### Directive
Return the lines of the listing below word for word, starting at the line that contains "of the tongue" and ending after the line that contains "point(223, 215)". Include both of those lines and nothing outside that span.

** begin Information supplied **

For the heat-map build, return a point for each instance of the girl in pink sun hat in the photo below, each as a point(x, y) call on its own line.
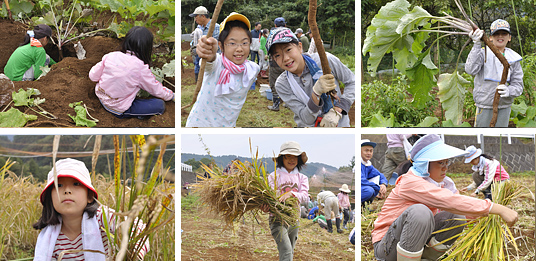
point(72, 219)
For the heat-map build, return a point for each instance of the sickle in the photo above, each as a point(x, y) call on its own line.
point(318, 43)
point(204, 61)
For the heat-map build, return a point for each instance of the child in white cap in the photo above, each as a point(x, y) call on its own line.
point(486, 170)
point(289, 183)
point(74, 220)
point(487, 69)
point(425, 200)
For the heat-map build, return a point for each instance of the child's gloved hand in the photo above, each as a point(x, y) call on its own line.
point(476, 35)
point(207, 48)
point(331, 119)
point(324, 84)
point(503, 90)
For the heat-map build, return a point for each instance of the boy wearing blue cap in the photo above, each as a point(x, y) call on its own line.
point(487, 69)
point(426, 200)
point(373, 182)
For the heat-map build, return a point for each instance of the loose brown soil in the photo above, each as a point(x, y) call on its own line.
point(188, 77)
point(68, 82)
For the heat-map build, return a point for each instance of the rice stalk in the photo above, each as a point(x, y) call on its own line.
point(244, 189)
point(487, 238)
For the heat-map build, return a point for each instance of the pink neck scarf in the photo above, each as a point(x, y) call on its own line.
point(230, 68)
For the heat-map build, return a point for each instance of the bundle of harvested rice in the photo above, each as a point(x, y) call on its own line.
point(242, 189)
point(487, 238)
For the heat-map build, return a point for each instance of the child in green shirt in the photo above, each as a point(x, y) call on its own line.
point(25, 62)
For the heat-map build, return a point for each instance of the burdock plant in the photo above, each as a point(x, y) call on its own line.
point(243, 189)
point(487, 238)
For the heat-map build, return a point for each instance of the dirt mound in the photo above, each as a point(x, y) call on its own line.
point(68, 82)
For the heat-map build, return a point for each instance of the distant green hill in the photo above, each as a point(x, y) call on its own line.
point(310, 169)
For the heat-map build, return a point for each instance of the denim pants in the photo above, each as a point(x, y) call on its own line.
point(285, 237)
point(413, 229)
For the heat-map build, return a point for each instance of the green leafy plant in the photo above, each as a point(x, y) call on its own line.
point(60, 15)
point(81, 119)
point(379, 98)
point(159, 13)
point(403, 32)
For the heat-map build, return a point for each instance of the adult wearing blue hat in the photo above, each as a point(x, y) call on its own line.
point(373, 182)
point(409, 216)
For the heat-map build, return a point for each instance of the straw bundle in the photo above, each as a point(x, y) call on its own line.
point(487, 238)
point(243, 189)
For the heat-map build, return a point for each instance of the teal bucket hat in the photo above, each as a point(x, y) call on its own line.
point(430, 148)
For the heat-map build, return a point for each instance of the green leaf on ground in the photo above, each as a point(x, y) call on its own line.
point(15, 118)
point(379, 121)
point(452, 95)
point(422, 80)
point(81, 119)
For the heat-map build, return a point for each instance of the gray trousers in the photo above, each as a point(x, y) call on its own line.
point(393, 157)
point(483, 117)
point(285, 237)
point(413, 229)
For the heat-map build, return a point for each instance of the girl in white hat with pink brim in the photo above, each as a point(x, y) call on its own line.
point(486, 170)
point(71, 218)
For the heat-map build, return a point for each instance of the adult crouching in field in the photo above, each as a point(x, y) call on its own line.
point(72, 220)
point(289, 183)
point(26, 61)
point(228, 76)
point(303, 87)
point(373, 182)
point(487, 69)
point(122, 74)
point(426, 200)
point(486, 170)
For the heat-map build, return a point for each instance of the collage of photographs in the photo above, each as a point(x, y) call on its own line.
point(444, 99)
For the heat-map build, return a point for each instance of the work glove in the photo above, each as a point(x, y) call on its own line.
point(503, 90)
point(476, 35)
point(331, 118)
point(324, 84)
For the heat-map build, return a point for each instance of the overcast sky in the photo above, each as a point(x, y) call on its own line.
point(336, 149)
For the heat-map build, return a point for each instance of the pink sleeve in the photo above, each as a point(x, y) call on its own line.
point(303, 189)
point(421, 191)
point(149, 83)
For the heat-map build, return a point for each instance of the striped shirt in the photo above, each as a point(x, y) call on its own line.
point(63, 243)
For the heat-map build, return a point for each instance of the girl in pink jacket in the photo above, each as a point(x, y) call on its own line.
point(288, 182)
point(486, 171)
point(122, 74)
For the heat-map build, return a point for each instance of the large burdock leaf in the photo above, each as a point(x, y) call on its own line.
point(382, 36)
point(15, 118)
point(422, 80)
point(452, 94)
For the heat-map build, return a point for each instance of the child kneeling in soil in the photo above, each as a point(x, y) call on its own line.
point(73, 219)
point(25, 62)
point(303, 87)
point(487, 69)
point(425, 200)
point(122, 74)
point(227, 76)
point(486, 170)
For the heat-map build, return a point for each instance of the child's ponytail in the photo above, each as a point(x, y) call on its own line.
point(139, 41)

** end Information supplied **
** begin Information supplied **

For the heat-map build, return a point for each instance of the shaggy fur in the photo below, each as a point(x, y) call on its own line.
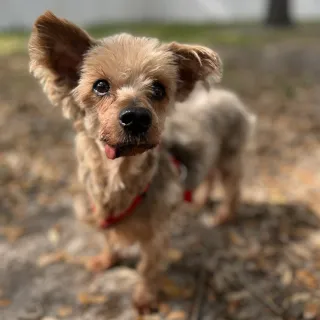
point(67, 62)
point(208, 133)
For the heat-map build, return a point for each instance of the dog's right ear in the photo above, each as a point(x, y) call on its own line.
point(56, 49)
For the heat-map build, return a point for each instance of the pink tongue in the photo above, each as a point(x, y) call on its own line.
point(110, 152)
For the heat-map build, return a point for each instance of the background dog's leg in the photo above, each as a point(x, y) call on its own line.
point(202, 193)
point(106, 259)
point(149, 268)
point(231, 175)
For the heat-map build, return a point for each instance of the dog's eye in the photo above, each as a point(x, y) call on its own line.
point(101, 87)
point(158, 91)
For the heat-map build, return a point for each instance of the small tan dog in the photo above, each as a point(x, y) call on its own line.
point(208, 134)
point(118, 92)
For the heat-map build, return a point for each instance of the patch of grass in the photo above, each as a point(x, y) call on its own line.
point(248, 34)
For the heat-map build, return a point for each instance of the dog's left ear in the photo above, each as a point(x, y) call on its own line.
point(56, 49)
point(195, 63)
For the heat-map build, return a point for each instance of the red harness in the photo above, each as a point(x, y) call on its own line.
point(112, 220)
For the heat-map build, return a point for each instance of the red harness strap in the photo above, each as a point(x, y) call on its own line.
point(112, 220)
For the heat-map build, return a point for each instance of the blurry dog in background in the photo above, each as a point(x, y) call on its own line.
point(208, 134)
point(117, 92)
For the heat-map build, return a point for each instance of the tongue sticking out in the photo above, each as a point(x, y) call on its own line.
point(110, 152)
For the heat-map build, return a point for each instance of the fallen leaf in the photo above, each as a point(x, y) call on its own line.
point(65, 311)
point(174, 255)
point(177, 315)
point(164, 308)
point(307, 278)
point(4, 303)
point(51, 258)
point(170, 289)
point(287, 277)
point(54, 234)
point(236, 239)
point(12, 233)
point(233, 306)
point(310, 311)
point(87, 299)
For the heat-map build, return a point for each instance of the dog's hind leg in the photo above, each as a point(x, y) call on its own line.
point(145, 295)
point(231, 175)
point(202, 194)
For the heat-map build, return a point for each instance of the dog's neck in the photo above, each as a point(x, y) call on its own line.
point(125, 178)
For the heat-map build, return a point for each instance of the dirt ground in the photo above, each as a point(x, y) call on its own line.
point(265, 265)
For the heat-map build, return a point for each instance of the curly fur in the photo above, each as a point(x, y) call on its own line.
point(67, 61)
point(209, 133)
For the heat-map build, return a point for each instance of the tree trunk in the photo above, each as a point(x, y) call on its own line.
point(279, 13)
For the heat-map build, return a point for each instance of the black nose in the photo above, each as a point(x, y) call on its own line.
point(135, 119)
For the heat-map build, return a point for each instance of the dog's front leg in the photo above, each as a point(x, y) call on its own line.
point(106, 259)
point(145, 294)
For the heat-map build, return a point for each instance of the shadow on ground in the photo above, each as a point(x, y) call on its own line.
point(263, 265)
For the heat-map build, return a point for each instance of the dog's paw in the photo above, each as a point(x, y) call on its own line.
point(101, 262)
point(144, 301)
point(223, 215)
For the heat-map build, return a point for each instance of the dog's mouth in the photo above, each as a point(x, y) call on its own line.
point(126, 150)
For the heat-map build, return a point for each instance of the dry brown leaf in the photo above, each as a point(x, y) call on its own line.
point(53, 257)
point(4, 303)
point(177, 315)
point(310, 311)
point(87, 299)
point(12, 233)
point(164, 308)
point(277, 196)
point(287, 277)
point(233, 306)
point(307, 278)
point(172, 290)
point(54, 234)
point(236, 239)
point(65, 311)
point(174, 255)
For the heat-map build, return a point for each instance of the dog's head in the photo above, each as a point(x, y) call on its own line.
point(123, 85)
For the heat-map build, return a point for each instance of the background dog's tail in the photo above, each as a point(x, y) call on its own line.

** end Information supplied **

### Complete output
For the heat-map build, return a point for each instance of the tongue sticking out in the photo above, each as a point(x, y) call on its own line.
point(110, 152)
For the heat-map build, return a point for each instance of the fallen leaf in the photo above, each as a point(x, y) call on its own line.
point(65, 311)
point(174, 255)
point(177, 315)
point(164, 308)
point(307, 278)
point(4, 303)
point(51, 258)
point(170, 289)
point(287, 277)
point(54, 234)
point(236, 239)
point(12, 233)
point(233, 306)
point(310, 311)
point(87, 299)
For the heat-map build, return a point for each instance of the dog's hind leg in the photo above, each as a point(x, y) call on its own line.
point(145, 295)
point(231, 175)
point(202, 194)
For the heat-map build, return a point for each instance of the dog's neck in the photo above, each as a point(x, y) call on its own line.
point(125, 178)
For the heat-map build, return a point for each instance of the dirt ground in the photo above, each as a point(x, y) call on its own line.
point(265, 265)
For the heat-map build, return a point for each instance of the curly fur in the photo above, each as a point(x, y) call on its own line.
point(67, 61)
point(209, 133)
For the heat-map build, return a point for each instance of the tree trunk in the photo above, each as a point(x, y) call on its own line.
point(279, 13)
For the heat-map build, return a point for each instance of the black nose in the photo above, each as a point(x, y) call on its own line.
point(135, 119)
For the heat-map build, return a point for each instance of the dog's front leg in the photo above, each as a point(x, y) call on its own line.
point(106, 259)
point(145, 294)
For the heat-map build, return a point for each instance of the shadow on ground in the photo above, each as a point(x, y) call on its own line.
point(263, 265)
For the heat-map build, return a point for each instance of the dog's paw in the photo above, each as a point(x, y) call on its own line.
point(101, 262)
point(144, 301)
point(223, 215)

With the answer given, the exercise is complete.